# START OF Document passage

The production crew filmed for two days in November 2014 in Broadstairs in the Isle of Thanet, Kent, notably Viking Bay, featuring Morelli's Gelato and the Palace Cinema. Producer Kevin Loader described Viking Bay as "the perfect location" and said the area had benefited by £40,000, as the 50-strong crew stayed locally and took advantage of the various restaurants and bars. Buckmaster House in Broadstairs, the only filming location outside London, was featured as Bennett's mother's nursing home in Weston-super-Mare. The scenes which take place in church were filmed at the Church of St Silas the Martyr in Kentish Town.

Music

The film's score consists of classical music by Chopin and others; some additional music was composed by George Fenton. It was released as a soundtrack album through Sony Classical Records, a subsidiary of Sony Music Entertainment, on 6 November 2015 in the United Kingdom. This was followed by an 11 December release in the United States.

# END OF Document passage

Tasks to perform:
[A] Using the passage on the film's locations and music, decide whether each statement agrees with it: (i) the crew filmed in Broadstairs for two days in November 2014; (ii) the church scenes were filmed in Weston-super-Mare; (iii) the soundtrack album came out in the United States before it came out in the United Kingdom. Answer yes or no for each and quote the words of the passage that settle it.
[B] Duplicate the part of the passage on the film's locations and music that opens with the words containing "The film's score" and closes with "the United States.".

# START OF Dataset rows

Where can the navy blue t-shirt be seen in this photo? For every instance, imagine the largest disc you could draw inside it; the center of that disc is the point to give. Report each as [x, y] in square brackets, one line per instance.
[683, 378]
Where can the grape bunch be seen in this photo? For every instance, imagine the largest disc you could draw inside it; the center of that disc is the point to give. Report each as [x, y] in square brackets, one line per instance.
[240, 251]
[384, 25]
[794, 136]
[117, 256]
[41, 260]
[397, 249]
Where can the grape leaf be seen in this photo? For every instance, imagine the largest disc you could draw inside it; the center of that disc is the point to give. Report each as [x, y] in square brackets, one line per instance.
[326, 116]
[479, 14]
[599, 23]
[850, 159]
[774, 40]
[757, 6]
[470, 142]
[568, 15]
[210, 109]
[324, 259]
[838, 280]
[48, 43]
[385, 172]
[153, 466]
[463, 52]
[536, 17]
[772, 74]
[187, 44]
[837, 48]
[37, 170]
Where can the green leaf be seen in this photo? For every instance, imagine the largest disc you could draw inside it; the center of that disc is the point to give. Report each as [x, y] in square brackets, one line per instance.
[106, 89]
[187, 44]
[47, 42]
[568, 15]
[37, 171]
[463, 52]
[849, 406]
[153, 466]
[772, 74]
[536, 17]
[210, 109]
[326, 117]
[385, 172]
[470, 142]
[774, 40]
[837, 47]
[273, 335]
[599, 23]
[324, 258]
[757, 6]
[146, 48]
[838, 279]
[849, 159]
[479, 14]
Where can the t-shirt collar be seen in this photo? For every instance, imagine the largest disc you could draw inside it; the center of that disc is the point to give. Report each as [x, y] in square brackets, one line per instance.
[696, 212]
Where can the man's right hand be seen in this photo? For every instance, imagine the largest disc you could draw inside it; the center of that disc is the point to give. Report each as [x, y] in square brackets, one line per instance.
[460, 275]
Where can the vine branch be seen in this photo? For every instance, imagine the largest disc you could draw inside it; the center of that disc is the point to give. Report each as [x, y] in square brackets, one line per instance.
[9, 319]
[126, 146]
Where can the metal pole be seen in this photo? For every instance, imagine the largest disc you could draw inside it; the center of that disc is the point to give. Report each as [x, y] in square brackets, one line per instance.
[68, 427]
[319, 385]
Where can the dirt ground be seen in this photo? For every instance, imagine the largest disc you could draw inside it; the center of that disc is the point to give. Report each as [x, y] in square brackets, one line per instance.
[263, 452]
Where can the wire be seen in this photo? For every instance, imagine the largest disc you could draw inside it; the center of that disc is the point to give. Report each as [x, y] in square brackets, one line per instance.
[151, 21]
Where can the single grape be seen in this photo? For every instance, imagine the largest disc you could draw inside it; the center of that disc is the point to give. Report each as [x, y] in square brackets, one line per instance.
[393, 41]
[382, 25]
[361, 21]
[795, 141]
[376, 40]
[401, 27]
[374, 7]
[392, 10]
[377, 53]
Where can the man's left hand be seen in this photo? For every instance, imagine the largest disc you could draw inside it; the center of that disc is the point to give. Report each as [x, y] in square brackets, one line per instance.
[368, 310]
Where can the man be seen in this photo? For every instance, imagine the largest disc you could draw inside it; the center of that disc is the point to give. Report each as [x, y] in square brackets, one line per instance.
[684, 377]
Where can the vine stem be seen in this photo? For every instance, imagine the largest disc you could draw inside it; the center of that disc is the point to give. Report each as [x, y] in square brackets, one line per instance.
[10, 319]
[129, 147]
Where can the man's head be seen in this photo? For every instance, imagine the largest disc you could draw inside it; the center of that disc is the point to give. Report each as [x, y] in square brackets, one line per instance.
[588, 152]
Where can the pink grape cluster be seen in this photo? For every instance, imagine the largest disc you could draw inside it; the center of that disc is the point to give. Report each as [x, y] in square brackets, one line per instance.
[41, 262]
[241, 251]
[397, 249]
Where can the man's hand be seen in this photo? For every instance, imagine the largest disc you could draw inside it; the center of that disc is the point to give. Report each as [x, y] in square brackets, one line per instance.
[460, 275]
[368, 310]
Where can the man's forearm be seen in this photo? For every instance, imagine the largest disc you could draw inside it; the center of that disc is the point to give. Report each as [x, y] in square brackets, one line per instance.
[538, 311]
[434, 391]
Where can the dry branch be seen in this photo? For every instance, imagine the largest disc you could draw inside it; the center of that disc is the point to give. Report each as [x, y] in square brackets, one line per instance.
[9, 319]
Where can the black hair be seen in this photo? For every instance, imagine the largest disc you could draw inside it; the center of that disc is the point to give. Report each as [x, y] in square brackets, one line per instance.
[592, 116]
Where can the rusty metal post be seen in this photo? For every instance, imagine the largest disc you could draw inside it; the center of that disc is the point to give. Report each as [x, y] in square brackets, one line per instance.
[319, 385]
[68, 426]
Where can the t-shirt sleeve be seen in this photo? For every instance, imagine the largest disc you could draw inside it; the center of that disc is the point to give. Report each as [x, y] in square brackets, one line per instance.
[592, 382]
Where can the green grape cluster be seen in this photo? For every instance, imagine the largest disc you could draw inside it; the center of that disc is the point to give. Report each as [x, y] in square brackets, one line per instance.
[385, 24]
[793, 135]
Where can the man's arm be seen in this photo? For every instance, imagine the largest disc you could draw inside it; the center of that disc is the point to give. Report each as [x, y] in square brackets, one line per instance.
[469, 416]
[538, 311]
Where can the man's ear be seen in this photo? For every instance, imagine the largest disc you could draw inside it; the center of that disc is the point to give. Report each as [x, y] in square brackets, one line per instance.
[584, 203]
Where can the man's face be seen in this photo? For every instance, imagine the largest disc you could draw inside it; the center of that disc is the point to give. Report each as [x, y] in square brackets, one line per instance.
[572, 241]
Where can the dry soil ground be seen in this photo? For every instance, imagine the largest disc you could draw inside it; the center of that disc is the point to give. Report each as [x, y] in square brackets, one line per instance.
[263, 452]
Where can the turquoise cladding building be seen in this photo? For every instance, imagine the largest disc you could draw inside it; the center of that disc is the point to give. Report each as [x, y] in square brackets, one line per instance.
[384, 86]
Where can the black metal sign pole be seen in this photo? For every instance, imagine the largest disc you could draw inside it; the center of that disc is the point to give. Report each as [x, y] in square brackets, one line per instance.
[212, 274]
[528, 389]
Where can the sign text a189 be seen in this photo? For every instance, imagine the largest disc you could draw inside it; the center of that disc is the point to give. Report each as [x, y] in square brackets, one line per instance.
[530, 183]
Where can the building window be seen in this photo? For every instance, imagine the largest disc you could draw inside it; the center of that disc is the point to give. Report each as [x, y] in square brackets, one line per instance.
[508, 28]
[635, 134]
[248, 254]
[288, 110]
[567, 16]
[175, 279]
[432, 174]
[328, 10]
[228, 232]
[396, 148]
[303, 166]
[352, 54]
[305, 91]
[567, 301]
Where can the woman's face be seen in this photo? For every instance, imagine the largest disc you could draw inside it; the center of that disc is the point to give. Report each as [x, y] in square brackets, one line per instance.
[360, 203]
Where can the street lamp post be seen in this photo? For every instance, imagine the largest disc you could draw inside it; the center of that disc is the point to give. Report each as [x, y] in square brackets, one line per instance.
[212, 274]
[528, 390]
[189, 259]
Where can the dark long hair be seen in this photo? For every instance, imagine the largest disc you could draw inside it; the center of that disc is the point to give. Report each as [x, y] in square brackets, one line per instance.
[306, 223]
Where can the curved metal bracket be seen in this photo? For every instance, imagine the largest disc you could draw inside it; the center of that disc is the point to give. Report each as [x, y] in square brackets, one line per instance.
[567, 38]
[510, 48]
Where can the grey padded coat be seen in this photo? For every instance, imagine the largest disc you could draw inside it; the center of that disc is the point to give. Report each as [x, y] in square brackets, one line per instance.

# END OF Dataset rows
# START OF Dataset rows

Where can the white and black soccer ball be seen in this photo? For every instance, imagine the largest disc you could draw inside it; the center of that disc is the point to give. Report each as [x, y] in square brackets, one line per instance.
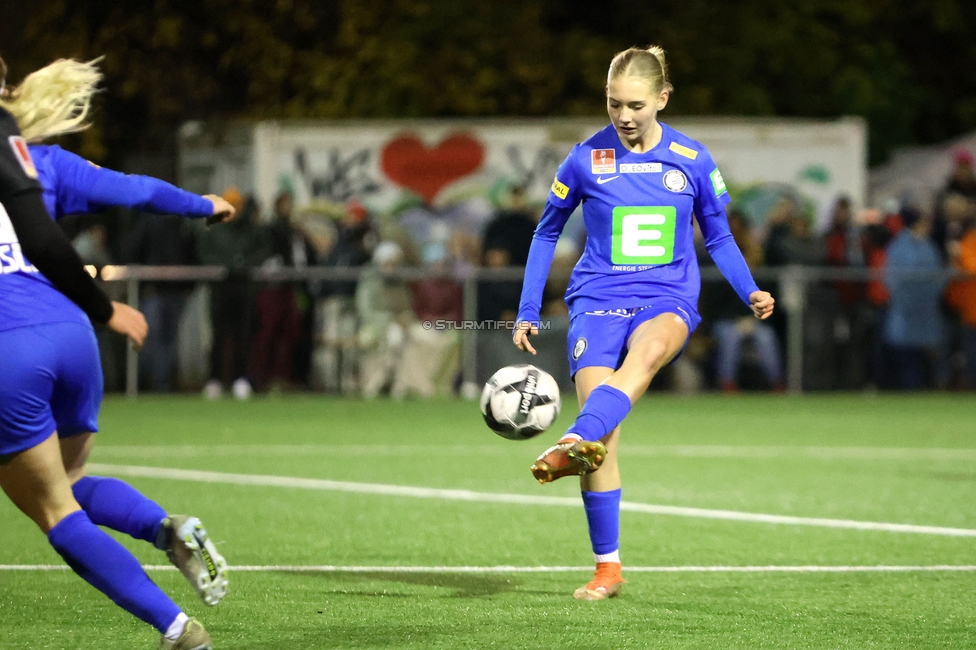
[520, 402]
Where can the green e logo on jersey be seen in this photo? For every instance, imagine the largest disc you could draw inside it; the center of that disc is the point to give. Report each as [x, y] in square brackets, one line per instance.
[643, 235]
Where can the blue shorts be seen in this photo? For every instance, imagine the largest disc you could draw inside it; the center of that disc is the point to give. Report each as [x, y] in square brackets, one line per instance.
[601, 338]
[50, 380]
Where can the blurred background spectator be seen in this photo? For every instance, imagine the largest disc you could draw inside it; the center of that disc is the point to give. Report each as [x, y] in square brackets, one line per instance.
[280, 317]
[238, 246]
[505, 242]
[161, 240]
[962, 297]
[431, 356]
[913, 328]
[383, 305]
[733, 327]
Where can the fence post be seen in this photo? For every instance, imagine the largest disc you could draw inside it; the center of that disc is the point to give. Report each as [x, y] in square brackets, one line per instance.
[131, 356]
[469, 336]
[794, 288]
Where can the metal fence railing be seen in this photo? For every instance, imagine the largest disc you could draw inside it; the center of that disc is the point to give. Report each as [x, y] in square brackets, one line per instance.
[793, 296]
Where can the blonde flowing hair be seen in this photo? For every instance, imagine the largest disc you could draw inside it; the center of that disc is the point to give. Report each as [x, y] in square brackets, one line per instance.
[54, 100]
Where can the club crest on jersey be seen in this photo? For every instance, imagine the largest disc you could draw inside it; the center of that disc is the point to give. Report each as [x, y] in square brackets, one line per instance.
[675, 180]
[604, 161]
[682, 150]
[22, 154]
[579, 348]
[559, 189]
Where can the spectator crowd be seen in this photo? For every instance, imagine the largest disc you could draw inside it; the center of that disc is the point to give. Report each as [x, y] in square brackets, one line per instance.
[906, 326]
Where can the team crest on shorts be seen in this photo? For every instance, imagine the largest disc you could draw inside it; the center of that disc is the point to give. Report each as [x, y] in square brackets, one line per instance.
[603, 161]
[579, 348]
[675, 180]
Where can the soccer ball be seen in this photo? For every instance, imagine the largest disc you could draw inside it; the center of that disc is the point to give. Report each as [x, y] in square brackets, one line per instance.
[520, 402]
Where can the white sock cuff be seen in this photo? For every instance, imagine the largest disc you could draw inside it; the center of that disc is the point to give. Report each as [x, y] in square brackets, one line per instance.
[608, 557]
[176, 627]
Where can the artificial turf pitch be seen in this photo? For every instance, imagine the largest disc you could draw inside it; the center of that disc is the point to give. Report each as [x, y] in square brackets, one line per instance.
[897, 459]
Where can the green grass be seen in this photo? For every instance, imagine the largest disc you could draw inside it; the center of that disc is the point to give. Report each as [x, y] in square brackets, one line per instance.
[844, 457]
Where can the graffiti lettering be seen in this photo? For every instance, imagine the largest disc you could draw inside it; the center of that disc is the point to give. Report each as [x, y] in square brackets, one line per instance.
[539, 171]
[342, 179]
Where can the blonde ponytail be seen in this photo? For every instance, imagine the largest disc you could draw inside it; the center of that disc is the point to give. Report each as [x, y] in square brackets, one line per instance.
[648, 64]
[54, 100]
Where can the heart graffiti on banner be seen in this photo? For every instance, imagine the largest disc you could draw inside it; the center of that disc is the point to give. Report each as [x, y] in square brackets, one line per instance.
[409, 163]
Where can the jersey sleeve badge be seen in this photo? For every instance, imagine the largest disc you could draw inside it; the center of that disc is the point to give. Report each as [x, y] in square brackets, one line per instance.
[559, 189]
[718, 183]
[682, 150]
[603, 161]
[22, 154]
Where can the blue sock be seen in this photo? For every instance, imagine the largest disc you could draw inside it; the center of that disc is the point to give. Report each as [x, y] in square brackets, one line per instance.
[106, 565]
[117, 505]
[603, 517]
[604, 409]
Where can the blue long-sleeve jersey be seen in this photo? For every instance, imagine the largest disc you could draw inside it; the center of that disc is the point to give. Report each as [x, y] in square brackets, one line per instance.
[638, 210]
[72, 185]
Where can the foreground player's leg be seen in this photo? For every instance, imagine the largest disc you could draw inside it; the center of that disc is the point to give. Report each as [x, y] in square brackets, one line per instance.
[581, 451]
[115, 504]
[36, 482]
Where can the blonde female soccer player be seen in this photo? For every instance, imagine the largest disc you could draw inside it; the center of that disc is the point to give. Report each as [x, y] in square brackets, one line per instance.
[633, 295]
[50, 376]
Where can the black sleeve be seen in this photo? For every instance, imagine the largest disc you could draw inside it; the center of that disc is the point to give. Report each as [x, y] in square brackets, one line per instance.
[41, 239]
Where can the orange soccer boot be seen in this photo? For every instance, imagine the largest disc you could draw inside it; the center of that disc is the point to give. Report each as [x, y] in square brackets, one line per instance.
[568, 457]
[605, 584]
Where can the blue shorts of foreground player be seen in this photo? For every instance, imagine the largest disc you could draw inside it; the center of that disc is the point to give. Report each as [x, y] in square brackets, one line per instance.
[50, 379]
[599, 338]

# END OF Dataset rows
# START OF Dataset rows

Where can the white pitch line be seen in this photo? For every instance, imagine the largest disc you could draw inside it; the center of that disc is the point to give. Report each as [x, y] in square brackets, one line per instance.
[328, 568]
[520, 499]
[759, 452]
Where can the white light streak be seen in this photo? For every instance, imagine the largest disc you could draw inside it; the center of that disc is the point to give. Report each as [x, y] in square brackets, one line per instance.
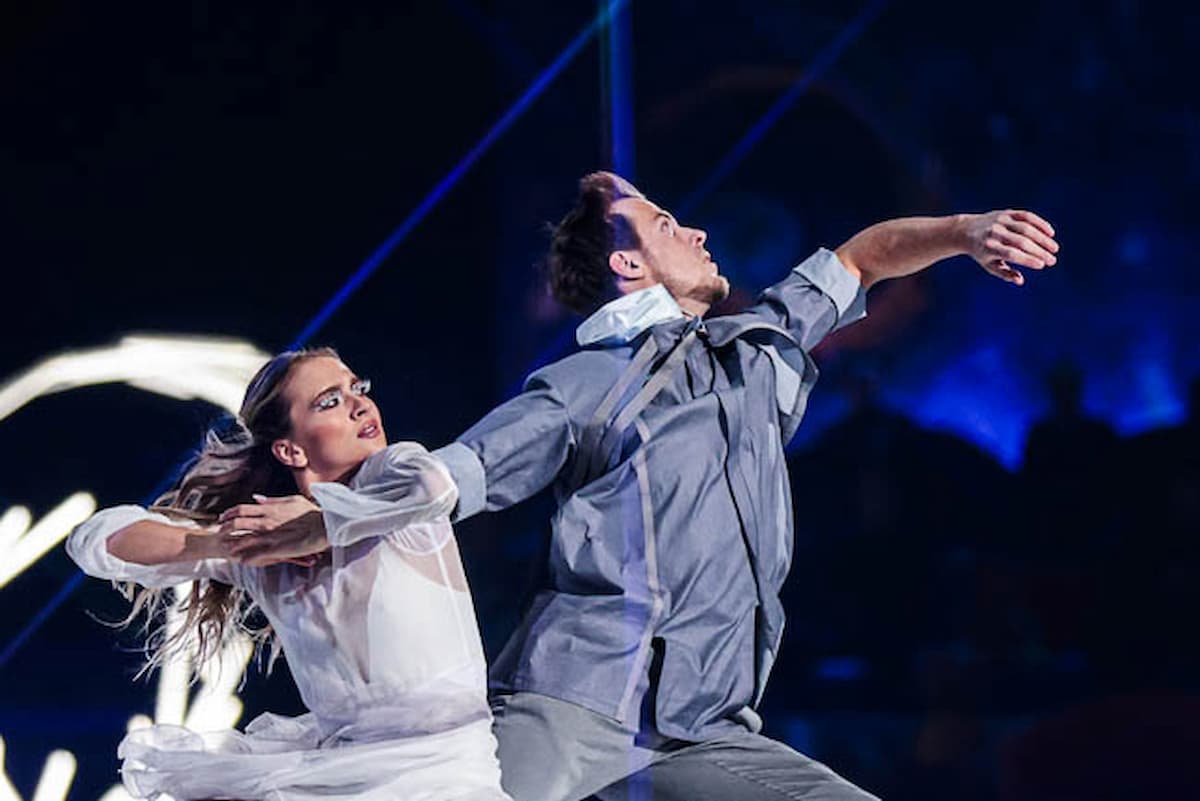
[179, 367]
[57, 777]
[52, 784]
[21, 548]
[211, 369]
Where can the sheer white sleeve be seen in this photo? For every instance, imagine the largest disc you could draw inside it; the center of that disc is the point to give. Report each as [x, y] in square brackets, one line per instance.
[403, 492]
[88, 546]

# END OF Dataset rows

Task solutions:
[A]
(i) Yes: "The production crew filmed for two days in November 2014 in Broadstairs in the Isle of Thanet, Kent"
(ii) No: "The scenes which take place in church were filmed at the Church of St Silas the Martyr in Kentish Town."
(iii) No: "on 6 November 2015 in the United Kingdom. This was followed by an 11 December release in the United States."

[B]
The film's score consists of classical music by Chopin and others; some additional music was composed by George Fenton. It was released as a soundtrack album through Sony Classical Records, a subsidiary of Sony Music Entertainment, on 6 November 2015 in the United Kingdom. This was followed by an 11 December release in the United States.